**Exercise directions**
Copy every one of the lines below verbatim, omitting the pictures.

────────────────────────────────────────

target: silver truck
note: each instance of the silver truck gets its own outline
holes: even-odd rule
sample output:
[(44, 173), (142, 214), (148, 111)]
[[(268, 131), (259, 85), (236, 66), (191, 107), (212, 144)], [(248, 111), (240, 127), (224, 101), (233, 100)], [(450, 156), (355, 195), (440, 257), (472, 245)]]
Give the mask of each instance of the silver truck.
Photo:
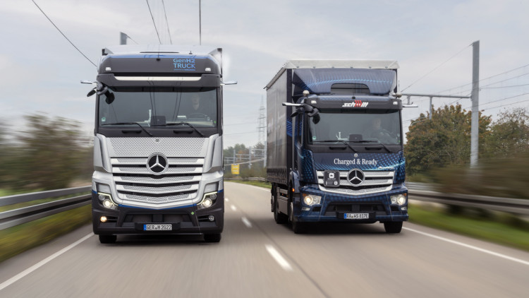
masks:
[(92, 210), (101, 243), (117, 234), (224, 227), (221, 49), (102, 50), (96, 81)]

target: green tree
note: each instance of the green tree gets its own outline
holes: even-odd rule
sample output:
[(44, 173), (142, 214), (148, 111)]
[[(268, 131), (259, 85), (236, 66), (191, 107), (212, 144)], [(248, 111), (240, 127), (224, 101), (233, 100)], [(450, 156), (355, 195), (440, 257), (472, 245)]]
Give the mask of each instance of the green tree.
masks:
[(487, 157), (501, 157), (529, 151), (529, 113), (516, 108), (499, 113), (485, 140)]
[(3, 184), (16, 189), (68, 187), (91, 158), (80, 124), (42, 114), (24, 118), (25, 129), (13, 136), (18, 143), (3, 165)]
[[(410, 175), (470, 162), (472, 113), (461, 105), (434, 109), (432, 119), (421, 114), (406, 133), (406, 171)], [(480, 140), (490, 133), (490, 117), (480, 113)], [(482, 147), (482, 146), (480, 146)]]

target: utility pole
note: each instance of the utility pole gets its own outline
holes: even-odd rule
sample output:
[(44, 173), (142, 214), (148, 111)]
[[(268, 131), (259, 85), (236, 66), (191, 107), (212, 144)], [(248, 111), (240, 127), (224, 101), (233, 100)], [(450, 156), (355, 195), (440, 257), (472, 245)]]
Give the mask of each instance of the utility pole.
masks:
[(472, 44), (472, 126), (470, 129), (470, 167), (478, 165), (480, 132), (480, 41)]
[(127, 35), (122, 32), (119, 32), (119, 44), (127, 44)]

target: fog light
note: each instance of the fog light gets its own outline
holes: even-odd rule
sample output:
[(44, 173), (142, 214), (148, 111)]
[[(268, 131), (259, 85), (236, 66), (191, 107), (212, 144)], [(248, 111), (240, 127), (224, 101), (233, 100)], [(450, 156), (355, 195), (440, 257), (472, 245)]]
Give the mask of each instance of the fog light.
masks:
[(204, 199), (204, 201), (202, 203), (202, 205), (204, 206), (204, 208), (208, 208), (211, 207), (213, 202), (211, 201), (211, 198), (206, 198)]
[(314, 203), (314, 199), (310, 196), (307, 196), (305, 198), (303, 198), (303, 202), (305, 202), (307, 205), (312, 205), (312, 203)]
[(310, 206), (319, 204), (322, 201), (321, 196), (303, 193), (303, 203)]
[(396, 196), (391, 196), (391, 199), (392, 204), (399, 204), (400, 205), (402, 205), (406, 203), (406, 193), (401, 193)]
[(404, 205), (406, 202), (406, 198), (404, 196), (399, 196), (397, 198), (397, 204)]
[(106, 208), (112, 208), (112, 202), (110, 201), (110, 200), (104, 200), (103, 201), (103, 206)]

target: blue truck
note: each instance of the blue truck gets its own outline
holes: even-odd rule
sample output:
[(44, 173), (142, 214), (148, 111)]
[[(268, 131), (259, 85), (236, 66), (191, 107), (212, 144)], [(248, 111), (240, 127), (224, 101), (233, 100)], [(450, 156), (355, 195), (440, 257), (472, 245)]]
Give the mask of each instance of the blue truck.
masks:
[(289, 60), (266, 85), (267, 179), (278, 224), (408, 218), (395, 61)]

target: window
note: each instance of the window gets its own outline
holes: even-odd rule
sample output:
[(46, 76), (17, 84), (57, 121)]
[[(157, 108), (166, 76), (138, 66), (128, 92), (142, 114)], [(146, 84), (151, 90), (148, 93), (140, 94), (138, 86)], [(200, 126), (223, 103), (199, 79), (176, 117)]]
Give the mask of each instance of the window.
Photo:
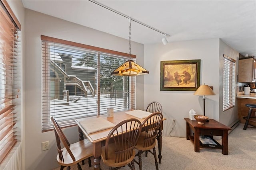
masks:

────────────────────────────────────────

**Correct answer**
target: silver truck
note: each instance of the silver truck gets its own outline
holes: even-odd rule
sample output:
[(44, 173), (142, 214), (148, 111)]
[[(268, 131), (259, 85), (236, 66), (191, 107), (212, 144)], [(248, 111), (240, 127), (224, 101), (233, 100)], [(450, 156), (355, 195), (440, 257), (472, 245)]]
Give the mask of each instance of the silver truck.
Photo:
masks:
[(92, 210), (101, 243), (117, 234), (224, 227), (221, 49), (102, 50), (96, 81)]

target: green tree
note: each instance of the green tree gets its own outline
holes: even-odd rule
sample output:
[(44, 173), (142, 214), (148, 111)]
[[(268, 131), (259, 85), (236, 66), (191, 107), (212, 144)], [(248, 111), (240, 127), (224, 101), (233, 100)], [(450, 156), (355, 195), (440, 257), (472, 245)]]
Give the mask of each instance of the green tree.
masks:
[(487, 157), (501, 157), (529, 151), (529, 113), (516, 108), (499, 113), (485, 140)]
[(3, 184), (16, 189), (68, 187), (91, 158), (80, 124), (42, 114), (24, 118), (25, 129), (13, 136), (18, 143), (3, 165)]
[[(410, 175), (470, 162), (472, 113), (461, 105), (434, 109), (432, 119), (421, 114), (406, 133), (406, 171)], [(480, 140), (490, 133), (490, 117), (480, 113)], [(482, 147), (482, 146), (480, 146)]]

target: utility pole
note: each instance of the utility pole gets its own outline
holes: even-odd rule
sample output:
[(44, 173), (142, 214), (148, 111)]
[[(268, 131), (259, 85), (236, 66), (191, 107), (212, 144)], [(248, 111), (240, 127), (224, 101), (233, 100)], [(450, 156), (355, 195), (440, 257), (472, 245)]]
Give the mask of each instance of the utility pole.
masks:
[(472, 44), (472, 126), (470, 129), (470, 167), (478, 165), (480, 132), (480, 41)]
[(127, 35), (122, 32), (119, 32), (119, 44), (127, 44)]

target: fog light
note: each instance of the fog light gets its own outline
holes: even-odd rule
sample output:
[(44, 173), (142, 214), (148, 111)]
[[(268, 131), (259, 85), (236, 66), (191, 107), (212, 144)], [(248, 111), (240, 127), (224, 101), (233, 100)], [(450, 156), (355, 195), (440, 257), (472, 245)]]
Give the mask of each instance of the fog light.
masks:
[(204, 199), (204, 201), (202, 203), (202, 205), (204, 206), (204, 208), (208, 208), (211, 207), (213, 202), (211, 201), (211, 198), (206, 198)]
[(314, 203), (314, 199), (310, 196), (307, 196), (305, 198), (303, 198), (303, 202), (305, 202), (307, 205), (312, 205), (312, 203)]
[(310, 206), (319, 204), (322, 201), (321, 196), (303, 193), (303, 203)]
[(396, 196), (391, 196), (391, 199), (392, 204), (399, 204), (400, 205), (402, 205), (406, 203), (406, 193), (401, 193)]
[(404, 205), (406, 202), (406, 198), (404, 196), (399, 196), (397, 198), (397, 204)]
[(106, 208), (112, 208), (112, 202), (110, 201), (110, 200), (104, 200), (103, 201), (103, 206)]

target: blue truck
note: each instance of the blue truck gets its own outline
holes: even-odd rule
sample output:
[(44, 173), (142, 214), (148, 111)]
[[(268, 131), (259, 85), (236, 66), (191, 107), (212, 144)], [(248, 111), (240, 127), (224, 101), (233, 100)], [(450, 156), (355, 195), (440, 257), (472, 245)]]
Give the mask of each instance of the blue truck.
masks:
[(289, 60), (266, 85), (267, 179), (278, 224), (408, 218), (395, 61)]

target: window
note: each instance of the window gets its own outline
holes: even-odd rule
sample output:
[(46, 76), (17, 84), (57, 121)]
[[(157, 108), (166, 76), (138, 66), (128, 92), (142, 114)], [(146, 84), (151, 90), (148, 93), (140, 94), (138, 86)], [(200, 126), (223, 103), (199, 79), (176, 117)]]
Give the mask of each instance of the window.
Photo:
masks:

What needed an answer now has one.